Render all of the data below as a numbered list, leaving out any blank lines.

------

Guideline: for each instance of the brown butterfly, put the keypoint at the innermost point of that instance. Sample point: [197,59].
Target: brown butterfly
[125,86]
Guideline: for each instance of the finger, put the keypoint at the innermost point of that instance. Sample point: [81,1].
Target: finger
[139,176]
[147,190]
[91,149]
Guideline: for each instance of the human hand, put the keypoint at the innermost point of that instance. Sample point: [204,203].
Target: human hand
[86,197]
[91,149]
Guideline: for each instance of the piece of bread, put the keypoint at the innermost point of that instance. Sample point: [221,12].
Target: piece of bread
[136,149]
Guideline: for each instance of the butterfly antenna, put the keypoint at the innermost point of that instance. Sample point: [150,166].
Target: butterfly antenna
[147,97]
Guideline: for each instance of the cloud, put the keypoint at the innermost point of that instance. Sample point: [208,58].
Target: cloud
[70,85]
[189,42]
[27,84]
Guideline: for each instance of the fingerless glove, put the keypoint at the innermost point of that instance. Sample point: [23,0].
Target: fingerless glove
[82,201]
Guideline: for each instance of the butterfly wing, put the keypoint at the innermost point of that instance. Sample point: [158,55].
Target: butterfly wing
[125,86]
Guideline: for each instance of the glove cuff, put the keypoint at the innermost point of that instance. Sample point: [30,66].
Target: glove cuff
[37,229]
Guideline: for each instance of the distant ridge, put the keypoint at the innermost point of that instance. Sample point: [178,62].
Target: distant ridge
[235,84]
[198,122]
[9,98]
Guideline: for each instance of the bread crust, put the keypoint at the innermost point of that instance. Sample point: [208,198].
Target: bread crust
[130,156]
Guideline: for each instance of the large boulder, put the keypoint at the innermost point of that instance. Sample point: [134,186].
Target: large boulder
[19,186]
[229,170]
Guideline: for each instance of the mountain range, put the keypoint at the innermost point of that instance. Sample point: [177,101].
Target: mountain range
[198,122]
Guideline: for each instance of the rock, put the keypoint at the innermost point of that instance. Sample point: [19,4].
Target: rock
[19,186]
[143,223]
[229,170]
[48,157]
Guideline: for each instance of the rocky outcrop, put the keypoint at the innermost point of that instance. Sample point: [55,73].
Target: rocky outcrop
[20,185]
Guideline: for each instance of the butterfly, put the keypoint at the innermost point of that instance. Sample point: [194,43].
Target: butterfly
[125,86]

------

### Solution
1. Guideline: for each instance of the brown butterfly, put the keypoint at the innermost point of that instance. Sample point: [197,59].
2. Target: brown butterfly
3. [125,86]
4. Guideline: for each instance of the finger, put the keypoint at the innermost point of that instance. Sample point: [81,1].
5. Target: finger
6. [139,176]
7. [147,190]
8. [91,149]
9. Guideline: for each instance of the human hand, put the keypoint at the innermost point of that instance. Sample point: [204,203].
10. Target: human hand
11. [86,197]
12. [91,149]
13. Guideline: for each instance of the piece of bread, put the keypoint at the innermost point of that instance. Sample point: [221,12].
14. Target: piece of bread
15. [136,149]
16. Guideline: for each instance of the butterfly antenna, put the keypoint at the innermost point of that instance. Sample point: [150,166].
17. Target: butterfly antenna
18. [147,97]
19. Guideline: for each instance of the cloud, put the keypoint at the innermost point of that instance. Sample point: [208,58].
20. Target: cloud
21. [70,85]
22. [189,42]
23. [27,84]
24. Guideline: for each instance of the fingerless glove, put the keypoint at the innermost point of that instance. Sample point: [23,0].
25. Target: fingerless glove
26. [82,201]
27. Guideline: for each instance of the butterfly wing, put the keypoint at the innermost point of that instance. Sample point: [158,55].
28. Target: butterfly wing
29. [125,86]
30. Guideline: for each instance of the glove cuff, put the keypoint at the innermost point of that instance. Sample point: [30,66].
31. Target: glove cuff
32. [37,229]
33. Guideline: for each instance of the distant ridge, put the keypoint at the innermost point of that instance. Sample point: [178,62].
34. Target: distant ridge
35. [235,84]
36. [198,122]
37. [9,98]
38. Guideline: for each instance of the bread crust, put the keypoint at the innermost point of that instance. Sample point: [208,198].
39. Target: bread crust
40. [130,156]
41. Guideline: for each instance of the large boulder, put the keypoint at the innermost point of that instance. Sample point: [134,186].
42. Target: large boulder
43. [19,186]
44. [229,170]
45. Guideline: for each instance of the mountain range, put the keypoint at the innermost point of that instance. Sample point: [177,101].
46. Target: mountain range
47. [198,122]
48. Guideline: for each instance of the rock, put the keypoint at the innermost point of that instance. Sample point: [19,4].
49. Target: rock
50. [19,186]
51. [143,223]
52. [229,170]
53. [48,157]
54. Guideline: for each instance of the rocky outcrop, put the keypoint at the innermost point of that instance. Sample point: [55,73].
55. Target: rocky outcrop
56. [20,185]
57. Guideline: for each instance of the butterfly, put the keypoint at the innermost point of that instance. Sample point: [194,43].
58. Target: butterfly
59. [125,86]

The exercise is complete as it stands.